■ Short task ■
Return, unchanged, every line of the data below from the one containing "Ground the trophy lid." down to the one containing "xmin=117 ymin=235 xmax=167 ymax=261", including both.

------ Data shown ------

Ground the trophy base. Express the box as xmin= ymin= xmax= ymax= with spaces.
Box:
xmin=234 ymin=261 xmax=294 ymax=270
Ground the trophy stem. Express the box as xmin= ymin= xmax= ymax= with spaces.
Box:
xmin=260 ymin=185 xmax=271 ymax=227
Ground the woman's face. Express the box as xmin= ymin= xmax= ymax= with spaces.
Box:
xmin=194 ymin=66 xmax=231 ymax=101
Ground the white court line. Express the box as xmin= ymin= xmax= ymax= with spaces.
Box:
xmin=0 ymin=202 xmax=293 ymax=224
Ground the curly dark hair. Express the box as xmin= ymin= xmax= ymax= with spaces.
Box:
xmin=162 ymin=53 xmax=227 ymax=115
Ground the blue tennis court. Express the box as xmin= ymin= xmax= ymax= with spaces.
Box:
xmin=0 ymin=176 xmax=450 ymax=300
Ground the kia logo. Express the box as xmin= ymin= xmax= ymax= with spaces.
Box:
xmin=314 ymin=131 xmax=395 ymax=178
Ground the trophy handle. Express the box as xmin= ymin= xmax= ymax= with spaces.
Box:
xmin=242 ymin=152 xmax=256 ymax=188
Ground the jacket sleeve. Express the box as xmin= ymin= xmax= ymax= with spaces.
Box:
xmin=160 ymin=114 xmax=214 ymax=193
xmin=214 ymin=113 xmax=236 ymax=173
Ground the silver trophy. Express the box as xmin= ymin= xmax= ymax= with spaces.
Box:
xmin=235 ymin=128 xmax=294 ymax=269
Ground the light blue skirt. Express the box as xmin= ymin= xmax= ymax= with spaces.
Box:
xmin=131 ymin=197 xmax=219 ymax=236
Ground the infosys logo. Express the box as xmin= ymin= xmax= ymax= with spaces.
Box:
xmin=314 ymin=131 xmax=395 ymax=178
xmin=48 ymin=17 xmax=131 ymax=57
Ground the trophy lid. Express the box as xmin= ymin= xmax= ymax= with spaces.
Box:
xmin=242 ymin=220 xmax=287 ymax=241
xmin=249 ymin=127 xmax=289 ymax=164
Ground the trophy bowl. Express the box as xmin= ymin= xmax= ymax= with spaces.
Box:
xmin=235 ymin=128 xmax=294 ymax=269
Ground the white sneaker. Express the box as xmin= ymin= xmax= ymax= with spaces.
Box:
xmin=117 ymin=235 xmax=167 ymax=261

------
------ Data shown ------

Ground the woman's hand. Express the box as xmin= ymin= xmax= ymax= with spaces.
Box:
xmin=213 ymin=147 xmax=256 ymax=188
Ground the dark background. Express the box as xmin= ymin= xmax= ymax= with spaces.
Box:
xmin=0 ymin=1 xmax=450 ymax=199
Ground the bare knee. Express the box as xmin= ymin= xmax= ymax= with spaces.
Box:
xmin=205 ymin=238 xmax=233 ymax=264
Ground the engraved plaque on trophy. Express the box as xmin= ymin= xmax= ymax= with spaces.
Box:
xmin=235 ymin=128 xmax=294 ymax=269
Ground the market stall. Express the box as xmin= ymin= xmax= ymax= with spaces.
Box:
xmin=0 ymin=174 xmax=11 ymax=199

------
------ Data shown ------

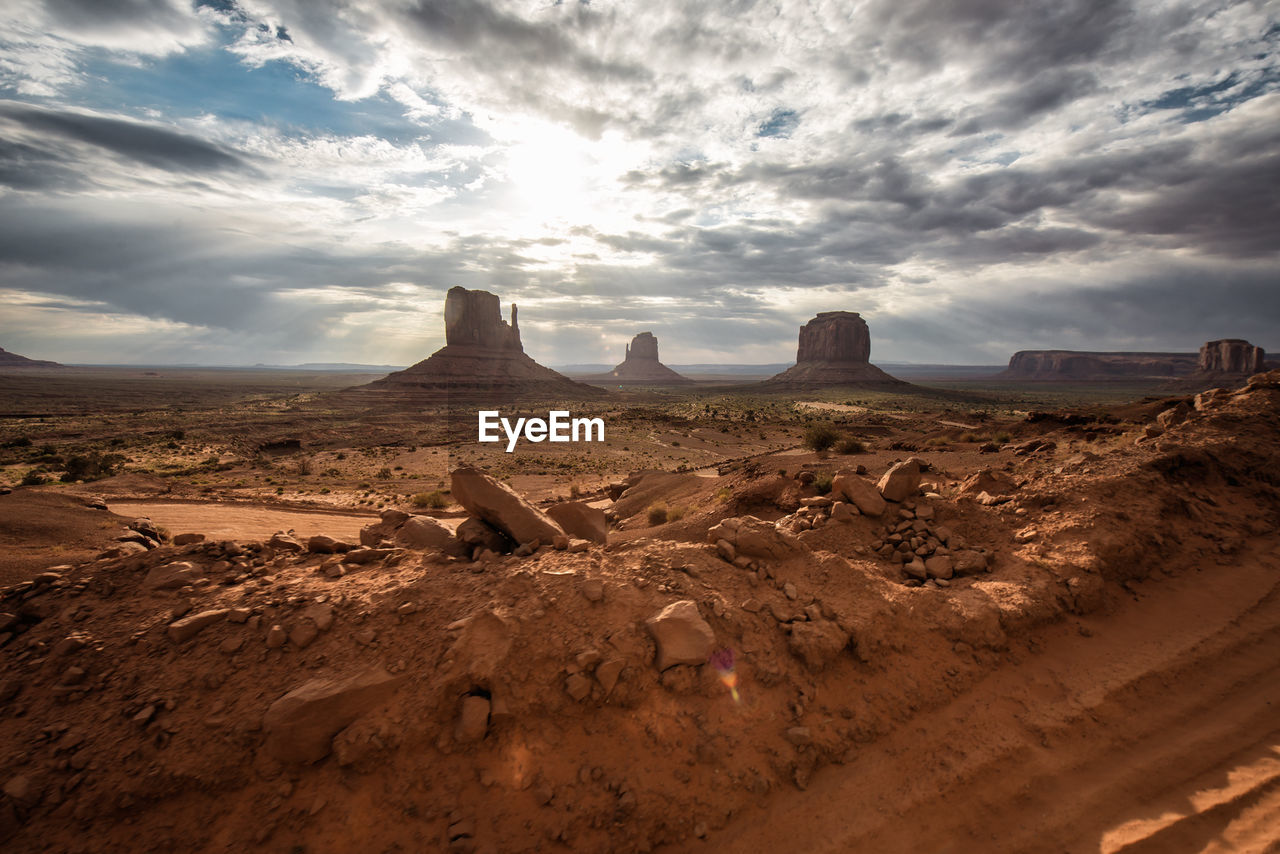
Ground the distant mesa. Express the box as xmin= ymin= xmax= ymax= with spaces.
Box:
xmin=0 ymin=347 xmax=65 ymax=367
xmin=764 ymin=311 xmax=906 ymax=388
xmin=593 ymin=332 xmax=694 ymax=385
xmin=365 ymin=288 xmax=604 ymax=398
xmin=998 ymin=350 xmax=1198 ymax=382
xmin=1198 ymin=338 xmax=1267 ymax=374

------

■ Solution to the exercise ■
Ground the trophy lid. Express the box as xmin= ymin= xmax= ymax= with spaces.
Box:
xmin=242 ymin=220 xmax=287 ymax=241
xmin=249 ymin=127 xmax=289 ymax=164
Ground the trophy bowl. Express the box as xmin= ymin= xmax= ymax= with spaces.
Box:
xmin=235 ymin=128 xmax=294 ymax=269
Ground the white sneaker. Express the box as xmin= ymin= xmax= ymax= with spaces.
Box:
xmin=117 ymin=235 xmax=167 ymax=261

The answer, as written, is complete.